## begin Reading text

[PATCH v9 00/21] fscache,erofs: fscache-based on-demand read semantics

From: Jeffle Xu
Date: Fri Apr 15 2022 - 08:36:42 EST


changes since v8:
- rebase to 5.18-rc2
- cachefiles: use object_id rather than anon_fd to uniquely identify a
cachefile object to avoid potential issues when the user moves the
anonymous fd around, e.g. through dup() (refer to commit message and
cachefiles_ondemand_get_fd() of patch 2 for more details)
(David Howells)
- cachefiles: add @unbind_pincount refcount to avoid the potential deadlock
(refer to commit message of patch3 for more details)
- cachefiles: move the calling site of cachefiles_ondemand_read() from
cachefiles_read() to cacehfiles_prep_read() (refer to commit message
of patch 5 for more details)
- cachefiles: add tracepoints (patch 7) (David Howells)
- cachefiles: update documentation (patch 8) (David Howells)
- erofs: update Reviewed-by tag from Gao Xiang
- erofs: move the logic of initializing bdev/dax_dev in fscache mode out
from patch 15/20. Instead move it into patch 9, so that patch 20 can
focus on the mount option handling
- erofs: update the subject line and commit message of patch 12 (Gao
Xiang)
- erofs: remove and fold erofs_fscache_get_folio() helper (patch 16)
(Gao Xiang)
- erofs: change kmap() to kamp_loacl_folio(), and comment cleanup (patch
18) (Gao Xiang)
- update "advantage of fscache-based on-demand read" section of the
cover letter
- we've finished a preliminary end-to-end on-demand download daemon in
order to test the fscache on-demand kernel code as a real end-to-end
workload for container use cases. The test user guide is added in the
cover letter.
- Thanks Zichen Tian for testing
Tested-by: Zichen Tian <tianzichen@xxxxxxxxxxxx>


Kernel Patchset
---------------
Git tree:

https://github.com/lostjeffle/linux.git jingbo/dev-erofs-fscache-v9

Gitweb:

https://github.com/lostjeffle/linux/commits/jingbo/dev-erofs-fscache-v9


User Guide for E2E Container Use Case
-------------------------------------
User guide:

https://github.com/dragonflyoss/image-service/blob/fscache/docs/nydus-fscache.md

Video:

https://youtu.be/F4IF2_DENXo


User Daemon for Quick Test
--------------------------
Git tree:

https://github.com/lostjeffle/demand-read-cachefilesd.git main

Gitweb:

https://github.com/lostjeffle/demand-read-cachefilesd


RFC: https://lore.kernel.org/all/YbRL2glGzjfZkVbH@B-P7TQMD6M-0146.local/t/
v1: https://lore.kernel.org/lkml/47831875-4bdd-8398-9f2d-0466b31a4382@xxxxxxxxxxxxxxxxx/T/
v2: https://lore.kernel.org/all/2946d871-b9e1-cf29-6d39-bcab30f2854f@xxxxxxxxxxxxxxxxx/t/
v3: https://lore.kernel.org/lkml/20220209060108.43051-1-jefflexu@xxxxxxxxxxxxxxxxx/T/
v4: https://lore.kernel.org/lkml/20220307123305.79520-1-jefflexu@xxxxxxxxxxxxxxxxx/T/#t
v5: https://lore.kernel.org/lkml/202203170912.gk2sqkaK-lkp@xxxxxxxxx/T/
v6: https://lore.kernel.org/lkml/202203260720.uA5o7k5w-lkp@xxxxxxxxx/T/
v7: https://lore.kernel.org/lkml/557bcf75-2334-5fbb-d2e0-c65e96da566d@xxxxxxxxxxxxxxxxx/T/
v8: https://lore.kernel.org/all/ac8571b8-0935-1f4f-e9f1-e424f059b5ed@xxxxxxxxxxxxxxxxx/T/


[Background]
============
Nydus [1] is an image distribution service especially optimized for
distribution over network. Nydus is an excellent container image
acceleration solution, since it only pulls data from remote when needed,
a.k.a. on-demand reading and it also supports chunk-based deduplication,
compression, etc.

## end Reading text
## begin Dataset extract

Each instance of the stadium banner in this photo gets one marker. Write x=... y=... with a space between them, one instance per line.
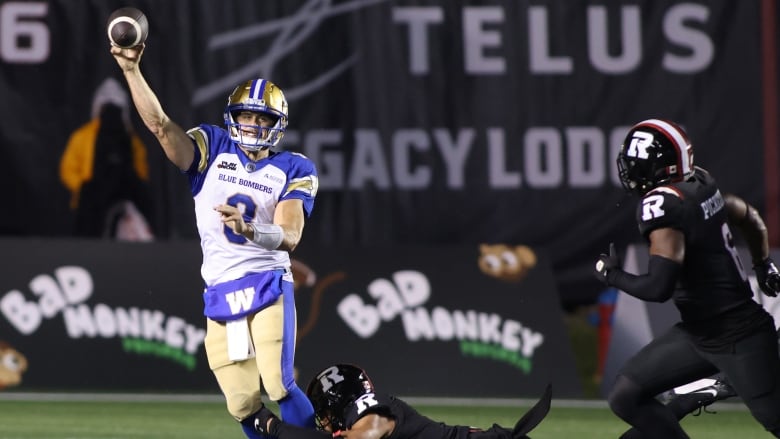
x=460 y=321
x=432 y=123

## end Dataset extract

_Exercise set_.
a) Reproduce the stretch of the patch cover letter from "- erofs: update Reviewed-by" through "helper (patch 16)", swapping "mount option handling" for "mount option parsing".
b) What kernel version does the patch cover letter say the series was rebased to?

_In response_.
a)
- erofs: update Reviewed-by tag from Gao Xiang
- erofs: move the logic of initializing bdev/dax_dev in fscache mode out
from patch 15/20. Instead move it into patch 9, so that patch 20 can
focus on the mount option parsing
- erofs: update the subject line and commit message of patch 12 (Gao
Xiang)
- erofs: remove and fold erofs_fscache_get_folio() helper (patch 16)

b) 5.18-rc2